Excerpted data:

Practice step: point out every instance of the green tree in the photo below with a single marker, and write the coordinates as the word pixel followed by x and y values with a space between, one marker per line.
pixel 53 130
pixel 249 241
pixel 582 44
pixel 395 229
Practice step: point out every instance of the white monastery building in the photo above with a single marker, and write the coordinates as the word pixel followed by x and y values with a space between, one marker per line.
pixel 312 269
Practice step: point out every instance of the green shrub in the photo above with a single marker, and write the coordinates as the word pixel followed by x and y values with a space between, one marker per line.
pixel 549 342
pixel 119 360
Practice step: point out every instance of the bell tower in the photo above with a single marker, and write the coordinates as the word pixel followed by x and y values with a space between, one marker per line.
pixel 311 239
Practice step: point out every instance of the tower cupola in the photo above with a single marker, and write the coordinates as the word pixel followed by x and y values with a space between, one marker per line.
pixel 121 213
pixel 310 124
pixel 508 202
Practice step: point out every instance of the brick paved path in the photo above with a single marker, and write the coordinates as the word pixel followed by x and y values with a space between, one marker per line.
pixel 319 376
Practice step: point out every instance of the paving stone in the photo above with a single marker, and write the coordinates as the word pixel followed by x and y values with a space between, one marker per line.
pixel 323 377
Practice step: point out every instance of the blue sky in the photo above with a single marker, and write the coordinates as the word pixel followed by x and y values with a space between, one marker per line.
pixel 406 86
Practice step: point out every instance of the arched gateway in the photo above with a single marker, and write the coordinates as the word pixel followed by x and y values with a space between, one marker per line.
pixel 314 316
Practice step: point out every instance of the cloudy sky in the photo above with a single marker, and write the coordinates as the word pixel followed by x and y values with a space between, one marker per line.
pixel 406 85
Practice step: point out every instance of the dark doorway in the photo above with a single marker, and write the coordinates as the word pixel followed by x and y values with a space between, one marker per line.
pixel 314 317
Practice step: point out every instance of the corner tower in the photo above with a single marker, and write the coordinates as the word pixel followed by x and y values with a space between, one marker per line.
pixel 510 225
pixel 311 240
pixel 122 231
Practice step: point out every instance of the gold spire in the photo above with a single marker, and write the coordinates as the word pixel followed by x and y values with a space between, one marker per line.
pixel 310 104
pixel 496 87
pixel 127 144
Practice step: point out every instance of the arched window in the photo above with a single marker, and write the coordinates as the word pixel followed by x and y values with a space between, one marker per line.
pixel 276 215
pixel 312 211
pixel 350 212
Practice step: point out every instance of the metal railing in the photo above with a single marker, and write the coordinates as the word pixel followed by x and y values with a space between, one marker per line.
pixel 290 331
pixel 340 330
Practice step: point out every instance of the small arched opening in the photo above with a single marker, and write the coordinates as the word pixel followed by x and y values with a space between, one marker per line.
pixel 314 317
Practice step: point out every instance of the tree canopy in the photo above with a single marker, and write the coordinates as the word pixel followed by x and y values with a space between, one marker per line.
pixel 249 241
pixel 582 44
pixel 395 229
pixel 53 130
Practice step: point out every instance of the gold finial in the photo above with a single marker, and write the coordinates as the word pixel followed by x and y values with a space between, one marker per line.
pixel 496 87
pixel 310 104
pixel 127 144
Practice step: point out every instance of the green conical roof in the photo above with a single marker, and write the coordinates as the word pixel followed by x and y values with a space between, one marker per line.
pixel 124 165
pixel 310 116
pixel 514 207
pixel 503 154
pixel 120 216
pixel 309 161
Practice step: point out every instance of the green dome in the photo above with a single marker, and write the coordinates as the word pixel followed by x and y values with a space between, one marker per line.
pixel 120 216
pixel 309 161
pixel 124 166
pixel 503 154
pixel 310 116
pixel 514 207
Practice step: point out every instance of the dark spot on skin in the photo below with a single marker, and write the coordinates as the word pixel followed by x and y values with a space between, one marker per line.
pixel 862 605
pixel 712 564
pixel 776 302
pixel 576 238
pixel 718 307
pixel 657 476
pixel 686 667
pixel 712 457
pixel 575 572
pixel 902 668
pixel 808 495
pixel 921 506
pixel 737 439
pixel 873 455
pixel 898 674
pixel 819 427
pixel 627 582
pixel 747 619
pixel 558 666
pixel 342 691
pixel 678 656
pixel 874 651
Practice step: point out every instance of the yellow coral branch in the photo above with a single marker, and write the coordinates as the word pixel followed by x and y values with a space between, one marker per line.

Short problem: Extract the data in full. Keep it word for word.

Solution to this task:
Practice step: point out every instance of the green tree in the photo below with a single marker, and write the coordinates as the word pixel followed by x and y values with a space between, one marker per line.
pixel 53 130
pixel 249 241
pixel 582 44
pixel 395 229
Practice step: point out every instance of the white monastery building in the photo above with a single marker, and write the coordinates as the word pixel followed by x and y values with a space between, one marker per line.
pixel 312 269
Practice step: point out every instance of the green shrub in the photo above with a single marker, and write the coordinates as the word pixel followed by x and y values with a space between, one marker per line.
pixel 549 342
pixel 119 360
Practice step: point out every instance of the bell tower in the photo above with a single marker, and write the coordinates as the word pixel followed by x and y values with a space between, one marker per line.
pixel 311 239
Practice step: point out every instance of the tower cupola in the photo above with a single marker, and write the coordinates as the word pixel followed by x and y values with a space between, one marker per line.
pixel 121 213
pixel 310 124
pixel 508 202
Practice step: point out every instance of the brick paved path in the photo above with a single marker, and write the coordinates as the word pixel followed by x and y values with a space between, one marker per line.
pixel 319 376
Practice step: point out every instance of the paving stone in the photo above with a single marker, and write the coordinates as the word pixel followed by x and y values with a space between, one marker per line.
pixel 323 377
Practice step: point out every instance of the blue sky in the photo above with a single marker, and write the coordinates as the word pixel followed by x and y values with a space between, one marker per line.
pixel 406 86
Practice step: point out every instance of the arched gateway in the photo above with a single marker, and write the coordinates as the word pixel followed by x and y values with a space between, one marker per line.
pixel 314 316
Practice step: point out every instance of the cloudy sky in the photo above with a single marker, and write the coordinates as the word pixel followed by x and y values with a space between, one marker per line.
pixel 406 85
Practice step: point out every instance of the dark doorway in the photo above with a single marker, and write the coordinates as the word pixel followed by x and y values with a space between, one marker per line.
pixel 314 317
Practice step: point out every instance of the corner tower in the photo above with a single marker, and write the coordinates as the word pixel followed by x and y values with a space between, one marker per line.
pixel 510 225
pixel 311 240
pixel 122 231
Practice step: point out every instance of the gold spire in the photo above with a single marker, and write the coordinates as the word pixel followed by x and y values with a space between, one marker per line.
pixel 310 104
pixel 496 87
pixel 127 144
Practice step: point out every instance of the arched window in the photo above with a single marker, and write the coordinates as the word pixel followed by x and y values with a space between, one marker per line.
pixel 276 215
pixel 312 211
pixel 350 212
Practice step: point out every instance of the metal railing in the photo above with a single marker, and write the coordinates as the word pixel followed by x and y values with a space between, one marker per line.
pixel 290 331
pixel 340 330
Practice step: point out every instance of the small arched opening in the photo above with a single marker, and write the coordinates as the word pixel followed by x and y values with a space between, one marker per line.
pixel 314 317
Practice step: point out every instance of the tree canopy in the photo above with a single marker, and write the coordinates as the word pixel followed by x and y values with a space between, one marker per line.
pixel 249 241
pixel 582 44
pixel 395 229
pixel 53 130
Practice step: point out every instance of the gold finial in the photo above with a single marker, and write the coordinates as the word pixel followed by x and y values with a space between, one marker per line.
pixel 496 87
pixel 310 104
pixel 127 144
Practice step: point out every instance of the green conical roof in the photo above with a single marker, and write the coordinates as the word pixel followed by x and y values with a space between, one marker per line.
pixel 124 165
pixel 310 116
pixel 514 207
pixel 503 154
pixel 120 216
pixel 309 161
Practice step: point out every instance of the green dome in the photo above with a single marker, and write the coordinates as the word pixel followed by x and y values with a space between, one marker per line.
pixel 120 216
pixel 309 161
pixel 124 166
pixel 503 154
pixel 310 116
pixel 514 207
Practice step: point out every instance of the dark spot on skin in the photo below with a single marker, and write the coordinates as the word pixel followed by x and y values with a space between, one marker per line.
pixel 862 605
pixel 712 564
pixel 776 302
pixel 576 238
pixel 718 307
pixel 657 476
pixel 686 667
pixel 712 457
pixel 575 572
pixel 902 668
pixel 808 495
pixel 921 506
pixel 737 439
pixel 873 455
pixel 898 674
pixel 819 427
pixel 627 582
pixel 747 619
pixel 558 666
pixel 342 691
pixel 678 656
pixel 874 651
Practice step: point out every instance of the yellow coral branch in the photo above with a single marker, and write the coordinates as the word pixel followed by x and y values with a space between, one marker per line.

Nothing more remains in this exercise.